=== INSTRUCTION ===
Transcribe the lines from the one containing "A point falls on each instance of the bird eye" to the last line, inclusive, word for word. Include no pictures.

───

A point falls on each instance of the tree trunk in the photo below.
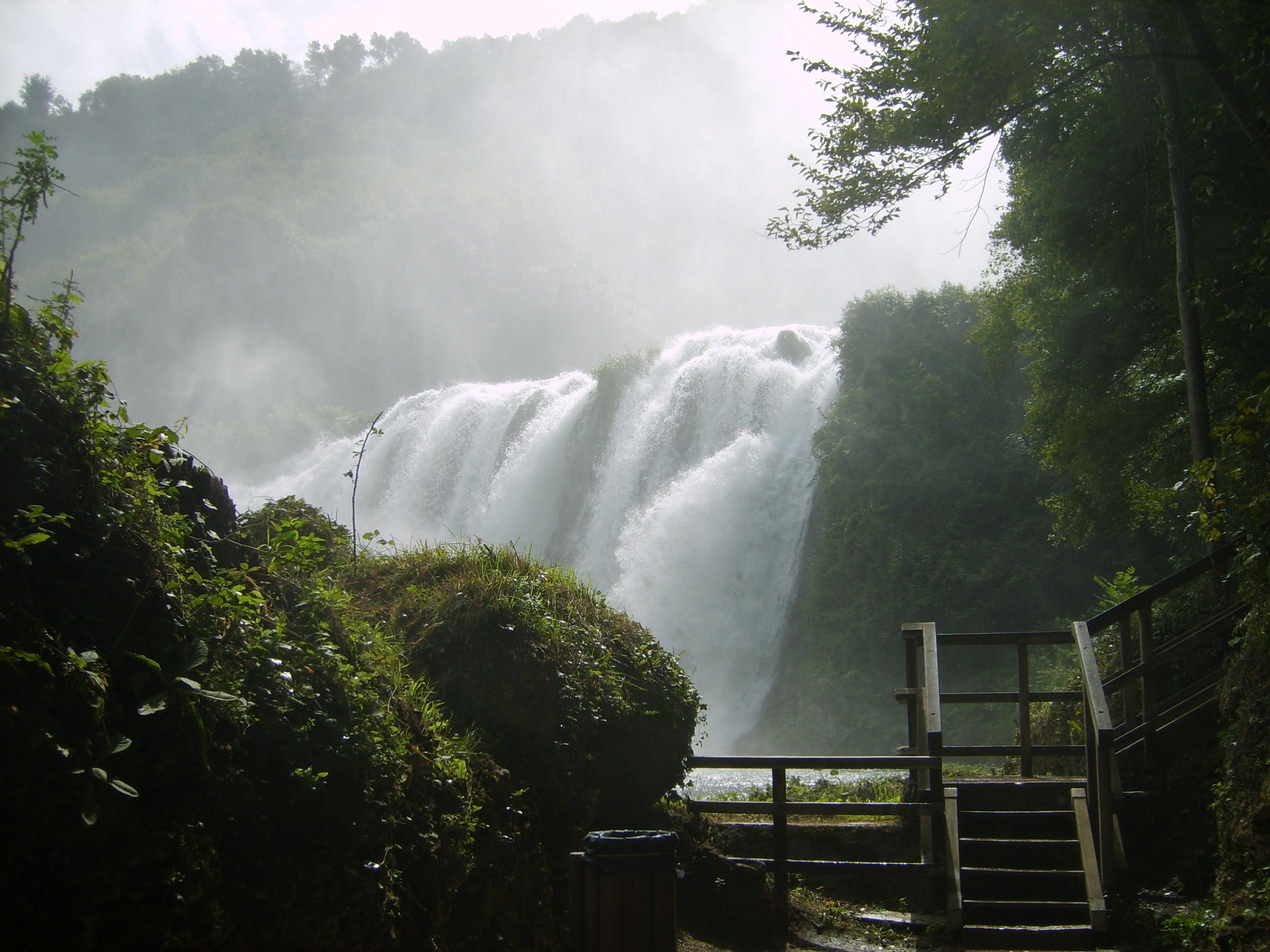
(1193, 350)
(1213, 64)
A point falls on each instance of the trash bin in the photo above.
(621, 893)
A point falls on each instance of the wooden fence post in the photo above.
(1024, 714)
(780, 847)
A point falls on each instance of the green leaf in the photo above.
(219, 696)
(196, 655)
(13, 655)
(89, 808)
(154, 704)
(125, 788)
(149, 663)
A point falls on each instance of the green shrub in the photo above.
(220, 733)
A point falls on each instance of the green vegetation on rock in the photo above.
(219, 732)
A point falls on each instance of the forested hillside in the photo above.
(276, 248)
(1132, 291)
(928, 507)
(221, 732)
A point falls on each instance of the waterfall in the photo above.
(680, 481)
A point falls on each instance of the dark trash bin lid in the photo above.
(630, 850)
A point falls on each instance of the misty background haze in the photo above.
(546, 252)
(496, 209)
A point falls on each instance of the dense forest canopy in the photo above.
(1089, 266)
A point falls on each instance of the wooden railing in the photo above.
(1097, 804)
(780, 808)
(1142, 661)
(1023, 696)
(1101, 780)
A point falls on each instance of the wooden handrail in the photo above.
(1094, 893)
(1099, 745)
(1162, 588)
(780, 808)
(953, 867)
(1179, 646)
(820, 763)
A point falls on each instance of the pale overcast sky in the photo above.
(79, 42)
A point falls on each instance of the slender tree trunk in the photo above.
(1193, 348)
(1213, 64)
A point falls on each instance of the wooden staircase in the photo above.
(1026, 862)
(1023, 857)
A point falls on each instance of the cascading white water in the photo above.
(680, 483)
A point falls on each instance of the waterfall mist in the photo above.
(276, 256)
(680, 481)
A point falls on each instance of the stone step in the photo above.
(1015, 795)
(1002, 854)
(1024, 824)
(978, 912)
(1028, 937)
(1061, 885)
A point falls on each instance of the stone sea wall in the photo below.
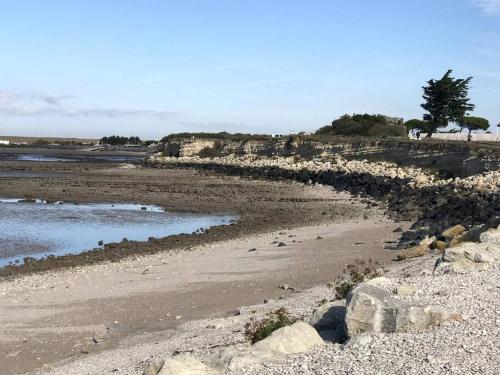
(409, 193)
(448, 159)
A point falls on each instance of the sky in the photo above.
(90, 68)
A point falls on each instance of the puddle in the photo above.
(38, 229)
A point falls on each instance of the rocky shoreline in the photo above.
(437, 313)
(261, 206)
(408, 193)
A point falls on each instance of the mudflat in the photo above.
(288, 233)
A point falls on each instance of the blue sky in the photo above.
(148, 68)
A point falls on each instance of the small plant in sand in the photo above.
(257, 330)
(353, 275)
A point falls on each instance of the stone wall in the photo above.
(447, 159)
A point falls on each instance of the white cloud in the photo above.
(35, 104)
(490, 7)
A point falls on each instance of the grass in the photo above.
(257, 330)
(353, 275)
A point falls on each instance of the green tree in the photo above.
(416, 124)
(446, 100)
(473, 123)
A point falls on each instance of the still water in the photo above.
(69, 158)
(38, 229)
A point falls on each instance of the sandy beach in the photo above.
(289, 234)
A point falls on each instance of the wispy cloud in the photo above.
(37, 104)
(211, 125)
(491, 7)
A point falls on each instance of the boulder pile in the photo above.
(381, 306)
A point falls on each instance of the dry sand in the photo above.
(57, 315)
(70, 313)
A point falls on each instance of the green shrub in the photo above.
(211, 152)
(353, 275)
(366, 126)
(257, 330)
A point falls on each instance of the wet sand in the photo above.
(148, 287)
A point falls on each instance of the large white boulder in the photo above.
(297, 338)
(372, 309)
(185, 364)
(491, 237)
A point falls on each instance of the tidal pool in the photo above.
(38, 229)
(70, 158)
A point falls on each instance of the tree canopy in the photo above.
(446, 100)
(473, 123)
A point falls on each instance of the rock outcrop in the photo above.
(298, 338)
(185, 364)
(372, 309)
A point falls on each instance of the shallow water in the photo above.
(27, 174)
(68, 158)
(41, 229)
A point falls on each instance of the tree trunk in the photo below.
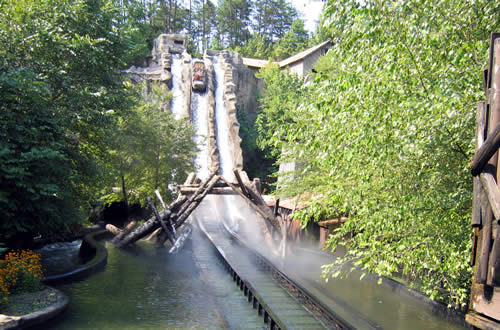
(143, 230)
(128, 228)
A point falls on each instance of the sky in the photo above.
(310, 11)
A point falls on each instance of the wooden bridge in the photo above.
(485, 292)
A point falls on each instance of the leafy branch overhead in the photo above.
(385, 132)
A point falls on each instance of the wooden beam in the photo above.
(170, 235)
(128, 228)
(484, 252)
(213, 191)
(190, 179)
(250, 202)
(195, 194)
(240, 182)
(182, 216)
(485, 152)
(169, 220)
(494, 262)
(261, 203)
(326, 223)
(492, 192)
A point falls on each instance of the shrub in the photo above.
(20, 271)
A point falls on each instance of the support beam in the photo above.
(170, 235)
(492, 192)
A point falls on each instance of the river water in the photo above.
(147, 288)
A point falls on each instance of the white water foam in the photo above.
(200, 120)
(222, 124)
(178, 100)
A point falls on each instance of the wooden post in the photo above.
(240, 182)
(265, 212)
(494, 262)
(128, 228)
(276, 207)
(113, 229)
(195, 195)
(170, 235)
(182, 216)
(169, 220)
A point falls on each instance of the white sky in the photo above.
(310, 11)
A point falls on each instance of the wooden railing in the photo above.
(485, 292)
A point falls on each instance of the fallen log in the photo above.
(169, 220)
(128, 228)
(485, 152)
(260, 210)
(240, 183)
(491, 189)
(150, 225)
(182, 216)
(260, 202)
(170, 235)
(113, 229)
(183, 237)
(214, 191)
(145, 229)
(190, 179)
(195, 194)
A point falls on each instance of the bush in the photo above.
(20, 272)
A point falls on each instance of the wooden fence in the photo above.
(484, 306)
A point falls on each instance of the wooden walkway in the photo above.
(279, 309)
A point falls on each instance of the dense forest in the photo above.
(384, 132)
(73, 132)
(383, 129)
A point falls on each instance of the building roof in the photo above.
(258, 63)
(254, 62)
(303, 54)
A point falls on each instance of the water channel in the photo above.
(147, 288)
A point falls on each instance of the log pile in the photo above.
(167, 221)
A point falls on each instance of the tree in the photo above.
(293, 41)
(57, 69)
(150, 150)
(233, 22)
(386, 133)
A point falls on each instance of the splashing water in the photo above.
(222, 123)
(200, 120)
(178, 98)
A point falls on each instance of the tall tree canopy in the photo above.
(385, 133)
(61, 105)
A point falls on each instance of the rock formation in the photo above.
(239, 83)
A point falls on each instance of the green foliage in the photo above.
(257, 163)
(291, 42)
(386, 133)
(150, 150)
(57, 81)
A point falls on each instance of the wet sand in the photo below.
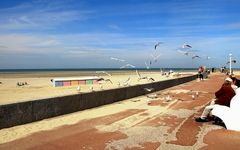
(132, 124)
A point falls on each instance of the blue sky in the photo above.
(87, 33)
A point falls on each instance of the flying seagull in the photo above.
(157, 45)
(117, 59)
(196, 56)
(148, 89)
(155, 57)
(186, 46)
(128, 65)
(184, 52)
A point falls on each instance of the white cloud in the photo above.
(37, 16)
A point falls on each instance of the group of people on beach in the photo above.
(223, 97)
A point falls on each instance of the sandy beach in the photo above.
(39, 85)
(131, 124)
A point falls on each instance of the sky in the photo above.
(38, 34)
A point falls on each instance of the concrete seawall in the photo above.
(26, 112)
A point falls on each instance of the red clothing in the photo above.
(224, 95)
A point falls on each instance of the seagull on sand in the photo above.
(105, 80)
(104, 72)
(117, 59)
(139, 76)
(128, 65)
(78, 88)
(157, 45)
(126, 83)
(144, 77)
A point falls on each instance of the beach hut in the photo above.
(74, 81)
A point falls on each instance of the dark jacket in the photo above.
(224, 95)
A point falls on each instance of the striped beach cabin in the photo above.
(71, 81)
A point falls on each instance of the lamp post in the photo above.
(230, 63)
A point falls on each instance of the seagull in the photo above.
(128, 65)
(117, 59)
(139, 76)
(108, 80)
(157, 45)
(186, 46)
(155, 57)
(168, 98)
(150, 79)
(104, 72)
(233, 61)
(196, 56)
(126, 83)
(78, 88)
(91, 89)
(148, 89)
(147, 66)
(186, 52)
(105, 80)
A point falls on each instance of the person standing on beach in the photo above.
(200, 72)
(223, 97)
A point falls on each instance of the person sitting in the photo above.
(223, 97)
(235, 80)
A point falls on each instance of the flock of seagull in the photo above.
(185, 49)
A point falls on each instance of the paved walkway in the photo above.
(134, 124)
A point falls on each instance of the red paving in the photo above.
(159, 125)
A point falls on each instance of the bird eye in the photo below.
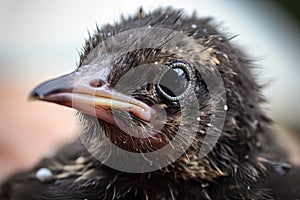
(175, 80)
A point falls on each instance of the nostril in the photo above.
(96, 83)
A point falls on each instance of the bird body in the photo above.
(235, 166)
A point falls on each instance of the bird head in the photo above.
(159, 88)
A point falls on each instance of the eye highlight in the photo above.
(175, 81)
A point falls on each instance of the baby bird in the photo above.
(168, 109)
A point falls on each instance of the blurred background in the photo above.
(40, 39)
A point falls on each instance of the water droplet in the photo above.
(194, 26)
(225, 107)
(43, 174)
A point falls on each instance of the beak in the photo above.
(91, 96)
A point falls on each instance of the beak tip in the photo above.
(34, 95)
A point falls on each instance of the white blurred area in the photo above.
(39, 39)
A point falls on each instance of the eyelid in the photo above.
(186, 68)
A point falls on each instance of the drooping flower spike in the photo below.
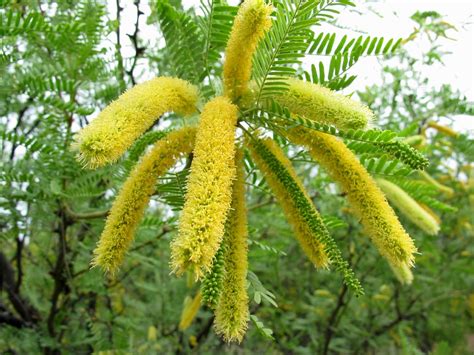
(318, 103)
(134, 196)
(299, 203)
(232, 311)
(250, 25)
(409, 207)
(110, 134)
(208, 198)
(309, 242)
(211, 243)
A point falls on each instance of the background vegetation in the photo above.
(59, 68)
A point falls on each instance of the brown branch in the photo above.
(134, 39)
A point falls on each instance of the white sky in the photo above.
(394, 22)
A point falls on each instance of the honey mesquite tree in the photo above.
(260, 95)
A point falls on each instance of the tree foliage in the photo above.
(58, 70)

───

=== COMPLETE OUTPUT ===
A point falls on each instance of the bird eye in the photo below.
(175, 80)
A point falls on each instance of the nostril in the photo above.
(96, 83)
A point falls on each instance of the bird body in the photo above.
(235, 166)
A point falls on each instance of the bird head in the photo above.
(159, 88)
A point falls on each instance of the eye highlight in the photo above.
(175, 81)
A point falls on each instance of the baby bird in the photo above.
(168, 109)
A point falls on each instance of the blurred background in the photo above.
(40, 39)
A point falls on each instance of the water droplet in the photo above.
(194, 26)
(225, 107)
(43, 174)
A point falls on each instance of the beak in the photo above.
(91, 96)
A point falls on each instance of the beak tip in the photo above.
(34, 95)
A point falls on each instance of the white blurred area in the photo above.
(39, 39)
A point falls on each instance of the eyelid in the photo above.
(186, 68)
A point falls on each instance of the drooping flower spike in the photo below.
(318, 103)
(134, 196)
(299, 203)
(232, 311)
(250, 25)
(409, 207)
(110, 134)
(208, 198)
(309, 242)
(211, 243)
A point falls on each instance of the background vegetation in the photo above.
(59, 68)
A point falls on each instance of the brown branch in the photo above.
(134, 39)
A point falls on each instance of the white sky in the photo above.
(394, 22)
A point falls on each instance of the honey mesquite tree in the photo above.
(260, 95)
A point falls on each instance of the tree foliage in the photo above.
(58, 70)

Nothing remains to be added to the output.